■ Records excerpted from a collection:
..........

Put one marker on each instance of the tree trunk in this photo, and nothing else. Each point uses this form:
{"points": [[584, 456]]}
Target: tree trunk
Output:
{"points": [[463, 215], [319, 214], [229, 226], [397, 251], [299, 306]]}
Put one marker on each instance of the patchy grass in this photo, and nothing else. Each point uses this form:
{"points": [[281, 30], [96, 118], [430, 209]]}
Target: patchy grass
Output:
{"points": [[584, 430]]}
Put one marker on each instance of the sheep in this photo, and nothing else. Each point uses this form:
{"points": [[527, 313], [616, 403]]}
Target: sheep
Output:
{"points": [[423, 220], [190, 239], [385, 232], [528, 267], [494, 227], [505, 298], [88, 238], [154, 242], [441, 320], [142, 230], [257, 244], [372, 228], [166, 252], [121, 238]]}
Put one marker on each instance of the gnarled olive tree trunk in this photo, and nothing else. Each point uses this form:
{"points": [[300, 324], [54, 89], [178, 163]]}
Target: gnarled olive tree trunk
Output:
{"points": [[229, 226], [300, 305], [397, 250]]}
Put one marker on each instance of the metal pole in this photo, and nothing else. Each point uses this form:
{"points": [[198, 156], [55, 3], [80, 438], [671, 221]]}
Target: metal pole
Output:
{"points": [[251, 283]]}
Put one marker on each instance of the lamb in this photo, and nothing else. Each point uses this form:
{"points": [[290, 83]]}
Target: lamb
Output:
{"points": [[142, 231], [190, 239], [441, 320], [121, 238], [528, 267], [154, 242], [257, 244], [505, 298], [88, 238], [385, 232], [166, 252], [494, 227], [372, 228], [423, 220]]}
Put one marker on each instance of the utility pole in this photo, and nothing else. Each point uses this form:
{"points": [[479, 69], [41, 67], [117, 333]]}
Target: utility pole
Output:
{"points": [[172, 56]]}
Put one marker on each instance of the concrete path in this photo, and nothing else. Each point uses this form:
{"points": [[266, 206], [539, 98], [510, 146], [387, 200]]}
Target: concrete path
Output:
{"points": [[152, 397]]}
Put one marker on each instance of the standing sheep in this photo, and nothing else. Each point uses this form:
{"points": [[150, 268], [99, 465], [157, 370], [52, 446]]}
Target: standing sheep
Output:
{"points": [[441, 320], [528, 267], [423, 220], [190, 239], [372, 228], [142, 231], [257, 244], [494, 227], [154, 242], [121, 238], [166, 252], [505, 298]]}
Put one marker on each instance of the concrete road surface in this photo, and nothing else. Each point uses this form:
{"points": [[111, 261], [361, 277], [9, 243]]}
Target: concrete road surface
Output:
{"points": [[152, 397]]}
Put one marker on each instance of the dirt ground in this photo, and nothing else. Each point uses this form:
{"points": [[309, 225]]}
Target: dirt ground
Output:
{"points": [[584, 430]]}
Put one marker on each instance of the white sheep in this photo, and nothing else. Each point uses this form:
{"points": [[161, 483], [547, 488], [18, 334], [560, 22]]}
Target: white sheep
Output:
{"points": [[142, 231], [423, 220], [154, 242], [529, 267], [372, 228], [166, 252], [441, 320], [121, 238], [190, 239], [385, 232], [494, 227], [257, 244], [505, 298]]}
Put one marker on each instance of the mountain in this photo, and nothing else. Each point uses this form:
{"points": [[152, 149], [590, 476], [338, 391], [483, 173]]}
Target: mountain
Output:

..........

■ Task to carry out: Take the lines from the one containing "Put one marker on each instance of the utility" to the last line of the material above and write them out exactly.

■ Written solution:
Put one marker on each instance of the utility pole in this photo, and nothing else. Each point uses this form:
{"points": [[479, 69], [41, 67], [117, 333]]}
Target: utility pole
Output:
{"points": [[172, 56]]}
Put one marker on each instance of the concrete path in this photo, and nothing else. Each point uses this form:
{"points": [[266, 206], [539, 98], [510, 146], [387, 200]]}
Target: concrete path
Output:
{"points": [[152, 397]]}
Put one marker on each instance of the standing sheep in this photo, and nothing else. Each point uses this form:
{"points": [[150, 268], [99, 465], [157, 370], [52, 446]]}
Target: standing sheep
Output:
{"points": [[441, 320], [528, 267], [423, 220], [190, 239], [372, 228], [142, 231], [257, 244], [494, 227], [154, 242], [121, 238], [166, 252], [505, 298]]}
Put one marker on each instance of the concrete road surface in this photo, and nothing else. Each point uses this form:
{"points": [[111, 261], [361, 277], [9, 243]]}
Target: concrete road surface
Output:
{"points": [[152, 397]]}
Put one marker on each instance of the dirt ground in this photo, and nothing else. Each point uses this form:
{"points": [[309, 225]]}
Target: dirt ground
Output:
{"points": [[584, 430]]}
Put one marker on each instance of the white sheep in this photo, and nothing else. Each point uses this form:
{"points": [[161, 483], [547, 488], [18, 334], [560, 22]]}
Target: white sheep
Output:
{"points": [[142, 231], [423, 220], [154, 242], [529, 267], [372, 228], [166, 252], [441, 320], [121, 238], [190, 239], [385, 232], [494, 227], [257, 244], [505, 298]]}
Put one marker on each instance of the mountain in this photo, and nothing else. Each point uses this form:
{"points": [[152, 149], [590, 476], [338, 391], [483, 173]]}
Target: mountain
Output:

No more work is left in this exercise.